• _Problem_: Produce a verbatim transcription of the records below, beginning at the line containing "198L327 210L344 217L359" and ending at the final line; include only those lines.

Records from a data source
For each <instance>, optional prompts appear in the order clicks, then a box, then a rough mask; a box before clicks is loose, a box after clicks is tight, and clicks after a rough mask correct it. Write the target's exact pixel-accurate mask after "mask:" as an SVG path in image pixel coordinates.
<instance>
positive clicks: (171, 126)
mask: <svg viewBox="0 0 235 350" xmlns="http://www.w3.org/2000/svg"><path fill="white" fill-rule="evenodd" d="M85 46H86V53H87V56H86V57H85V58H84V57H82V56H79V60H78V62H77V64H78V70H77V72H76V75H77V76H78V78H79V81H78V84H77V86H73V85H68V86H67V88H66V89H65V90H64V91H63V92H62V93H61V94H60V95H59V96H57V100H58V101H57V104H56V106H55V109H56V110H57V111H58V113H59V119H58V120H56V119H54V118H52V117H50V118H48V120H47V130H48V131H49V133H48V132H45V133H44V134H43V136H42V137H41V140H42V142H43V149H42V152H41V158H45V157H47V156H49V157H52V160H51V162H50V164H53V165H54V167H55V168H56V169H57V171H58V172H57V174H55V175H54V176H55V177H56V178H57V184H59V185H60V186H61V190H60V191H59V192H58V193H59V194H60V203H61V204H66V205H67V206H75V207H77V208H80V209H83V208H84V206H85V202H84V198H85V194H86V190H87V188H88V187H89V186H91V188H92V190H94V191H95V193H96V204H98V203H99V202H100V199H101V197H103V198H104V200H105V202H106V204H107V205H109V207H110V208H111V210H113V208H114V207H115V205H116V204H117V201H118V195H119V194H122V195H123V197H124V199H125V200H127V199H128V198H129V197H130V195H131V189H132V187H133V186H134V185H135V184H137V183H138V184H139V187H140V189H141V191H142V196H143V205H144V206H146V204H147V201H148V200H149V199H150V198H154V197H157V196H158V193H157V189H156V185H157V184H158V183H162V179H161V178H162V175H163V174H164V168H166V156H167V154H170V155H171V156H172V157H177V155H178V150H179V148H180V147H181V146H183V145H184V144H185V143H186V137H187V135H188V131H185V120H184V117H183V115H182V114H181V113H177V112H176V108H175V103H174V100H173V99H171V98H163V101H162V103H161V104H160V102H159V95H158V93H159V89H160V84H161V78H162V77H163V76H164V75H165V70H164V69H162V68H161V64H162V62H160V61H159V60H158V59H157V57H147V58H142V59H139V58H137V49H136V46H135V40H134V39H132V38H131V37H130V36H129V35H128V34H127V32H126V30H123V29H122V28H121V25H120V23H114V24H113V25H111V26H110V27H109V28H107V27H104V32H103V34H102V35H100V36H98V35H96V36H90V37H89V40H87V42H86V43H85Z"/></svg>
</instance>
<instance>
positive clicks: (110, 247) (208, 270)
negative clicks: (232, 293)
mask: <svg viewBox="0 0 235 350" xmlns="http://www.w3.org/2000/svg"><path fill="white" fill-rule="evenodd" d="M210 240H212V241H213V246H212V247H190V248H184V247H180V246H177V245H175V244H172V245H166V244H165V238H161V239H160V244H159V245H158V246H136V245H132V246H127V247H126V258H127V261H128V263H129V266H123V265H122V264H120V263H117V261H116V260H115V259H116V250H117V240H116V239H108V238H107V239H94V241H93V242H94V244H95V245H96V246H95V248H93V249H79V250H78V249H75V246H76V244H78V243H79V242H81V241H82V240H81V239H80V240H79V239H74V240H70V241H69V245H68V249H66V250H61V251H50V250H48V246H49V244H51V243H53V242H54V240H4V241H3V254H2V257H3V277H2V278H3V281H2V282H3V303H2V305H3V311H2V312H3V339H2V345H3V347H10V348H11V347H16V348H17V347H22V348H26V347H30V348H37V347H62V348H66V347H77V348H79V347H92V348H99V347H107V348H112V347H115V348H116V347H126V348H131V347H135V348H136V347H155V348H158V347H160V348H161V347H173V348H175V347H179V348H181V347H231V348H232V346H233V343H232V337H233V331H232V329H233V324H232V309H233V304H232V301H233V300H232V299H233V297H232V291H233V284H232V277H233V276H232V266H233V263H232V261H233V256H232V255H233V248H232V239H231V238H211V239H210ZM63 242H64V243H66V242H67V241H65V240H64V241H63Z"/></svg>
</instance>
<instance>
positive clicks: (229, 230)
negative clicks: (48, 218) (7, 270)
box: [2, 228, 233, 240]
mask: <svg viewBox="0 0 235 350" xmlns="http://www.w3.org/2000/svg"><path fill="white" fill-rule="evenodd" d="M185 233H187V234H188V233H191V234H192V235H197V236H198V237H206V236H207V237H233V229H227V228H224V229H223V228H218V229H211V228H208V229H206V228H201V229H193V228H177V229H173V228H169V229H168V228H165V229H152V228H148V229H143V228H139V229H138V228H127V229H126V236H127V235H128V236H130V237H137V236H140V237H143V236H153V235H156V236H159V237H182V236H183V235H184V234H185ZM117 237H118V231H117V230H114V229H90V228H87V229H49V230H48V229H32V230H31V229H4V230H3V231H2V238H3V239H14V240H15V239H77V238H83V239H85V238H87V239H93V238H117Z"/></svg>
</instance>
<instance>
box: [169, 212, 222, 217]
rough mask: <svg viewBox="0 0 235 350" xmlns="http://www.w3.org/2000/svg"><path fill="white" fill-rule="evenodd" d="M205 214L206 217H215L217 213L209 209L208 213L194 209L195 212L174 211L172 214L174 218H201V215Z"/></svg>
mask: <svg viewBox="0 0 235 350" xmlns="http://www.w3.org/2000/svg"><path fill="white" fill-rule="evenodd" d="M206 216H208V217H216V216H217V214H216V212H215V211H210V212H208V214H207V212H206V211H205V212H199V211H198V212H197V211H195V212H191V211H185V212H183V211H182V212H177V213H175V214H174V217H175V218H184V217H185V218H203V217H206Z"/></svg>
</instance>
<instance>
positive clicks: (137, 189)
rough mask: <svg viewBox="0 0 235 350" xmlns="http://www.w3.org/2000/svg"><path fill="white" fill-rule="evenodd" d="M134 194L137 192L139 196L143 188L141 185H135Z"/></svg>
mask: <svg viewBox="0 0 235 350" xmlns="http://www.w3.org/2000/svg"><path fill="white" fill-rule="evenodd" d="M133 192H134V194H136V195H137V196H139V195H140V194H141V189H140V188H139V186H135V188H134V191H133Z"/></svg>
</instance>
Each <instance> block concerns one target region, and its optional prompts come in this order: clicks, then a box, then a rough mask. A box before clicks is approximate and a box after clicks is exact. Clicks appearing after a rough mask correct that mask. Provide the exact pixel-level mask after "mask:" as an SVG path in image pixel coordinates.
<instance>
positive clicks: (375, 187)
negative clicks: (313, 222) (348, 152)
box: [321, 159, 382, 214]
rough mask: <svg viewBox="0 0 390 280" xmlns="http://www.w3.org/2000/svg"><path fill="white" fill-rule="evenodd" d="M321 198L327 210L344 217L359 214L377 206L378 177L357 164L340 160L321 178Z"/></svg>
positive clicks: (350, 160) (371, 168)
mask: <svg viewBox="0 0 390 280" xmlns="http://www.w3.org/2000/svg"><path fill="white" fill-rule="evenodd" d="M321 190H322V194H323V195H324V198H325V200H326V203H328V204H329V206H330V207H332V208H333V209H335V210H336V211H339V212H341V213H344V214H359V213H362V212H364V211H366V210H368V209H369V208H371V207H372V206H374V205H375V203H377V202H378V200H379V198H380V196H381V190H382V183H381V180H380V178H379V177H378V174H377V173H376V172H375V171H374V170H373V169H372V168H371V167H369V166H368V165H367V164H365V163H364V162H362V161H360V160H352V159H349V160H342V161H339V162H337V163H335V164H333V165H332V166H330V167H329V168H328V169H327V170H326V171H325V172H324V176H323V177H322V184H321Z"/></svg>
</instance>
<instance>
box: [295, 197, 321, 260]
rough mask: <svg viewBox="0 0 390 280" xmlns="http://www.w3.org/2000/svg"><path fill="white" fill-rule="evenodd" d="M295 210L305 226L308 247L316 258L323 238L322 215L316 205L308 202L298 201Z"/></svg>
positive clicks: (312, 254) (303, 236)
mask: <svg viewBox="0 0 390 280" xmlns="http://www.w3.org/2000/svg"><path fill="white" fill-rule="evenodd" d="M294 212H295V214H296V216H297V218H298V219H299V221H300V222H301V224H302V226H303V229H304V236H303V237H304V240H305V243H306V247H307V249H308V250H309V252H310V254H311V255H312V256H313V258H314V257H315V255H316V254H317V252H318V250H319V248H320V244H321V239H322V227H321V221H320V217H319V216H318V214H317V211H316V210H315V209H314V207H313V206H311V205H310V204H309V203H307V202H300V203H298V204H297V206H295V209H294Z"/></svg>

• _Result for this task_:
rough mask: <svg viewBox="0 0 390 280" xmlns="http://www.w3.org/2000/svg"><path fill="white" fill-rule="evenodd" d="M321 198L327 210L344 217L359 214L377 206L378 177L357 164L340 160L321 178Z"/></svg>
positive clicks: (350, 160) (371, 168)
mask: <svg viewBox="0 0 390 280" xmlns="http://www.w3.org/2000/svg"><path fill="white" fill-rule="evenodd" d="M321 190H322V194H323V195H324V198H325V200H326V203H328V204H329V206H330V207H332V208H333V209H335V210H336V211H339V212H341V213H344V214H359V213H362V212H364V211H366V210H368V209H369V208H371V207H372V206H374V205H375V203H377V202H378V200H379V198H380V196H381V190H382V183H381V180H380V178H379V177H378V174H377V173H376V172H375V171H374V170H373V169H372V168H371V167H369V166H368V165H367V164H365V163H364V162H362V161H360V160H352V159H349V160H342V161H339V162H337V163H335V164H333V165H332V166H330V167H329V168H328V169H327V170H326V171H325V172H324V176H323V177H322V184H321Z"/></svg>
</instance>
<instance>
box: [295, 197, 321, 260]
rough mask: <svg viewBox="0 0 390 280" xmlns="http://www.w3.org/2000/svg"><path fill="white" fill-rule="evenodd" d="M295 210L305 226L308 247L316 258L323 238L322 215L316 205L308 202L298 201Z"/></svg>
positive clicks: (312, 254) (303, 236)
mask: <svg viewBox="0 0 390 280" xmlns="http://www.w3.org/2000/svg"><path fill="white" fill-rule="evenodd" d="M294 212H295V214H296V216H297V218H298V219H299V221H300V222H301V224H302V226H303V229H304V236H303V237H304V240H305V243H306V247H307V249H308V250H309V252H310V254H311V255H312V256H313V258H314V257H315V255H316V254H317V252H318V250H319V248H320V244H321V239H322V227H321V221H320V217H319V216H318V214H317V211H316V210H315V209H314V207H313V206H311V205H310V204H309V203H307V202H300V203H298V204H297V206H295V209H294Z"/></svg>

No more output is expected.